TO DO:
Please find every line in the records below that contains the word "debris" and copy each of those lines.

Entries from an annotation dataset
########################################

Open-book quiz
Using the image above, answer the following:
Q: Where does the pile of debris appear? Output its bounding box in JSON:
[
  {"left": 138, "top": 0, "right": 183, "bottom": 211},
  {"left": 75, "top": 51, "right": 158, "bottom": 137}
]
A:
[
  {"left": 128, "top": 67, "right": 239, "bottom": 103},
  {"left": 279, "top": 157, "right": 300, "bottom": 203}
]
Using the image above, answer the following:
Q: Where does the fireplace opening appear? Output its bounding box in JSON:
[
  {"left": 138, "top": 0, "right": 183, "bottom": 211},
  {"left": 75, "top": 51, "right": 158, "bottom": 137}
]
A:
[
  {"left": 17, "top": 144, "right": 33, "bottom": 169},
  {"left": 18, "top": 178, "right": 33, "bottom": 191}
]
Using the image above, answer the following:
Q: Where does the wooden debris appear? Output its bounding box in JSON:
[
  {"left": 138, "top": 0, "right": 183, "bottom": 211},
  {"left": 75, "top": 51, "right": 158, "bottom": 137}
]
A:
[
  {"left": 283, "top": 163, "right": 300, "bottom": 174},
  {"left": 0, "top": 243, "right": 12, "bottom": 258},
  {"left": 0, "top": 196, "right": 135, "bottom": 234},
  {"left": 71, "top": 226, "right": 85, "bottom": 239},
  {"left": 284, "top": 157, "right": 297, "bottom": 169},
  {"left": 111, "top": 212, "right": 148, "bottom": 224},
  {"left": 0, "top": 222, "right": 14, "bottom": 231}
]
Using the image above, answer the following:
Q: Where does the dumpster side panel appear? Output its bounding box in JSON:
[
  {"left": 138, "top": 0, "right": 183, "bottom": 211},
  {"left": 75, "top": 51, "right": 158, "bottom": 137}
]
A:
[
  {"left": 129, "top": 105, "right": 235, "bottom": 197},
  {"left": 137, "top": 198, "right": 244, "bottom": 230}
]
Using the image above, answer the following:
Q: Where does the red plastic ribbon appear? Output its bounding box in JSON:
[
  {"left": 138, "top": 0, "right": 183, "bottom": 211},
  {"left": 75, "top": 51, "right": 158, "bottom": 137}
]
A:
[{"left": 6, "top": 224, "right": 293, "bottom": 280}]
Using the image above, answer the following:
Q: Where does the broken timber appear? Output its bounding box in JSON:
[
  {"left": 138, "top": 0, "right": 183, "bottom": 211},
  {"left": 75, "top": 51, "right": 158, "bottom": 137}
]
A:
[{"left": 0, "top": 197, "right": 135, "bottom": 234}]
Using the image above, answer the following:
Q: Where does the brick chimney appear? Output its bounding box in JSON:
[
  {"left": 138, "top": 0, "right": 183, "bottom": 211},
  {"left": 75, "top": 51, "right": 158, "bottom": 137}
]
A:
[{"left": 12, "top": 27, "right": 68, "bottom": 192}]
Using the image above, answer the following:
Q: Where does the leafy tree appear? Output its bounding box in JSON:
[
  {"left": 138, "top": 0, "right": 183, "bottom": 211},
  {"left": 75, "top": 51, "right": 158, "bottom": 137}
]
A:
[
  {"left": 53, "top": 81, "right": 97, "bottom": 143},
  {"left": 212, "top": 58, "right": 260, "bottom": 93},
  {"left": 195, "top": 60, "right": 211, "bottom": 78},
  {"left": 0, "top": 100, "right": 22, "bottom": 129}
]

########################################

RESPONSE TO THE EXERCISE:
Q: Where does the pile of debris appear? Output its bounding box in JSON:
Q: Where does the wooden debris appear? Output its bounding box in JSON:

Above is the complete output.